Retype the entries. Match them exactly.

Start of Study material

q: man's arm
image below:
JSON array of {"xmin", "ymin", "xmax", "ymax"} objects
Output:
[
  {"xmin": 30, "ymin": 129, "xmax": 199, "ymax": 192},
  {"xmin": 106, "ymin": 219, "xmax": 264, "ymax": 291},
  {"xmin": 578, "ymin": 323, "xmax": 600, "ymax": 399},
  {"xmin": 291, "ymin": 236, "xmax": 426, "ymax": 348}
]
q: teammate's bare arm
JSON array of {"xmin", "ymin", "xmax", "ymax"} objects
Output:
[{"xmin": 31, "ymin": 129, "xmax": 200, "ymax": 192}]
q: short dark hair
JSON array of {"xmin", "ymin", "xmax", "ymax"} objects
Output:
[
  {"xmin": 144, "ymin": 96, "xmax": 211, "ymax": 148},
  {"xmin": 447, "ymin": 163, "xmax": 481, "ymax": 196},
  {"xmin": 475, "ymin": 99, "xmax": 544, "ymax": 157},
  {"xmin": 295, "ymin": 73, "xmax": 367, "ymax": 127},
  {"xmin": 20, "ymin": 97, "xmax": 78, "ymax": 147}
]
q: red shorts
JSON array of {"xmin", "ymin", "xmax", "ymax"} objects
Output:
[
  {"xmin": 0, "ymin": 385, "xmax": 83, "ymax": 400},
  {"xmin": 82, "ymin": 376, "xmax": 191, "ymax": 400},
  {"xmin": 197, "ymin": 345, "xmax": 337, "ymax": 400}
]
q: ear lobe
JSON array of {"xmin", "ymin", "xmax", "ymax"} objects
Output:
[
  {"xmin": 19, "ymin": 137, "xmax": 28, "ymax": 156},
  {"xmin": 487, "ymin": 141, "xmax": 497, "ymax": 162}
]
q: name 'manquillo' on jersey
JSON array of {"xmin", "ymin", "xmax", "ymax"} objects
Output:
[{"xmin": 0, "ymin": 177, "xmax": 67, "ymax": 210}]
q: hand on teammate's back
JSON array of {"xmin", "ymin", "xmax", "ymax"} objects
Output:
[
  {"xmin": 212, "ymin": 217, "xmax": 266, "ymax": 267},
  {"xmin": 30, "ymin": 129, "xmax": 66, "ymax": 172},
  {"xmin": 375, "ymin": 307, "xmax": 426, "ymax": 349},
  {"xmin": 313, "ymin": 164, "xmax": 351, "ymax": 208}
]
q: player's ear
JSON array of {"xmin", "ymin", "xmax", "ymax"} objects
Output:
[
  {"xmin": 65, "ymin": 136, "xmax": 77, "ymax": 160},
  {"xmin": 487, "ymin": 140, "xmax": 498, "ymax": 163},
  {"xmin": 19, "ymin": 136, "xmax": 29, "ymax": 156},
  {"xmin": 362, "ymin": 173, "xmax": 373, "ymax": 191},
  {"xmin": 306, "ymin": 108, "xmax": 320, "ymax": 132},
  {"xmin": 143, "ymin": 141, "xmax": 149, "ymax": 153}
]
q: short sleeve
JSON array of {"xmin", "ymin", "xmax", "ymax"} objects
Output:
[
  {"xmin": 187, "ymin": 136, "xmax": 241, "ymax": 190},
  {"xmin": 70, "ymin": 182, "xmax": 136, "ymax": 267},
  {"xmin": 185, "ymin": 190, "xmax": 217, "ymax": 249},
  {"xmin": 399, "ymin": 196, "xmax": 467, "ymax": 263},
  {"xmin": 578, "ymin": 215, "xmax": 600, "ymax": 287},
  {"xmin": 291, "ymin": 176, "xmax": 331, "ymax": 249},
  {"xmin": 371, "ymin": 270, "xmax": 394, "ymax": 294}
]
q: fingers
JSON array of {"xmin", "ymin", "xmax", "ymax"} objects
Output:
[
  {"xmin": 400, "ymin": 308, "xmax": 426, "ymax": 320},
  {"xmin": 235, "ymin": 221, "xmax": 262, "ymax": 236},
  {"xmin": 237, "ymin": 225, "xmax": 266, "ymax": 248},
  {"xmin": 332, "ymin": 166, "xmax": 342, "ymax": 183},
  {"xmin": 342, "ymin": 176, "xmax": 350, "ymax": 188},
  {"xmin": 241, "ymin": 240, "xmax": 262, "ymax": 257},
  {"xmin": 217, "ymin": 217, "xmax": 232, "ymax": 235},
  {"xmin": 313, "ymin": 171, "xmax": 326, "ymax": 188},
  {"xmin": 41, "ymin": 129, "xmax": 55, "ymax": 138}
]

End of Study material

=== Response ===
q: man's arm
image below:
JSON array of {"xmin", "ymin", "xmax", "ymax"} objects
Output:
[
  {"xmin": 30, "ymin": 129, "xmax": 199, "ymax": 192},
  {"xmin": 106, "ymin": 219, "xmax": 264, "ymax": 291},
  {"xmin": 578, "ymin": 323, "xmax": 600, "ymax": 399},
  {"xmin": 291, "ymin": 236, "xmax": 426, "ymax": 348}
]
q: teammate's bare arm
JSON array of {"xmin", "ymin", "xmax", "ymax"} objects
Output:
[{"xmin": 31, "ymin": 129, "xmax": 200, "ymax": 192}]
q: short dark hair
JSON array of {"xmin", "ymin", "xmax", "ymax"} objects
Output:
[
  {"xmin": 144, "ymin": 96, "xmax": 211, "ymax": 148},
  {"xmin": 447, "ymin": 163, "xmax": 481, "ymax": 196},
  {"xmin": 475, "ymin": 99, "xmax": 544, "ymax": 157},
  {"xmin": 295, "ymin": 73, "xmax": 367, "ymax": 127},
  {"xmin": 20, "ymin": 97, "xmax": 78, "ymax": 147}
]
q: red shorts
JSON array of {"xmin", "ymin", "xmax", "ymax"} objects
Output:
[
  {"xmin": 0, "ymin": 385, "xmax": 83, "ymax": 400},
  {"xmin": 82, "ymin": 376, "xmax": 191, "ymax": 400},
  {"xmin": 197, "ymin": 345, "xmax": 337, "ymax": 400}
]
q: ear lobe
JSON array of {"xmin", "ymin", "xmax", "ymax"} objects
Output:
[
  {"xmin": 19, "ymin": 137, "xmax": 28, "ymax": 156},
  {"xmin": 487, "ymin": 141, "xmax": 497, "ymax": 162}
]
q: name 'manquillo' on jersey
JSON array of {"xmin", "ymin", "xmax", "ymax"} objects
Output:
[{"xmin": 0, "ymin": 177, "xmax": 67, "ymax": 210}]
q: hand on teammate's back
JSON array of {"xmin", "ymin", "xmax", "ymax"} objects
Output:
[
  {"xmin": 212, "ymin": 217, "xmax": 266, "ymax": 267},
  {"xmin": 30, "ymin": 129, "xmax": 66, "ymax": 172},
  {"xmin": 375, "ymin": 307, "xmax": 426, "ymax": 349},
  {"xmin": 313, "ymin": 164, "xmax": 351, "ymax": 208}
]
q: player's ear
JSON array of {"xmin", "ymin", "xmax", "ymax"} objects
Output:
[
  {"xmin": 65, "ymin": 136, "xmax": 77, "ymax": 160},
  {"xmin": 487, "ymin": 140, "xmax": 498, "ymax": 163},
  {"xmin": 19, "ymin": 136, "xmax": 29, "ymax": 156},
  {"xmin": 362, "ymin": 173, "xmax": 373, "ymax": 191},
  {"xmin": 306, "ymin": 108, "xmax": 320, "ymax": 132},
  {"xmin": 143, "ymin": 141, "xmax": 149, "ymax": 153}
]
q: short sleeve
JSON array of {"xmin", "ymin", "xmax", "ymax"} objects
Output:
[
  {"xmin": 187, "ymin": 136, "xmax": 241, "ymax": 190},
  {"xmin": 70, "ymin": 182, "xmax": 136, "ymax": 267},
  {"xmin": 185, "ymin": 190, "xmax": 217, "ymax": 249},
  {"xmin": 399, "ymin": 196, "xmax": 467, "ymax": 263},
  {"xmin": 578, "ymin": 215, "xmax": 600, "ymax": 287},
  {"xmin": 291, "ymin": 176, "xmax": 331, "ymax": 249},
  {"xmin": 371, "ymin": 270, "xmax": 394, "ymax": 294}
]
q: fingers
JSON array of {"xmin", "ymin", "xmax", "ymax"} objects
Output:
[
  {"xmin": 400, "ymin": 308, "xmax": 426, "ymax": 320},
  {"xmin": 235, "ymin": 221, "xmax": 262, "ymax": 236},
  {"xmin": 237, "ymin": 225, "xmax": 266, "ymax": 248},
  {"xmin": 332, "ymin": 166, "xmax": 342, "ymax": 183},
  {"xmin": 342, "ymin": 176, "xmax": 350, "ymax": 188},
  {"xmin": 241, "ymin": 240, "xmax": 262, "ymax": 257},
  {"xmin": 217, "ymin": 217, "xmax": 232, "ymax": 235},
  {"xmin": 313, "ymin": 171, "xmax": 326, "ymax": 188},
  {"xmin": 41, "ymin": 129, "xmax": 55, "ymax": 138}
]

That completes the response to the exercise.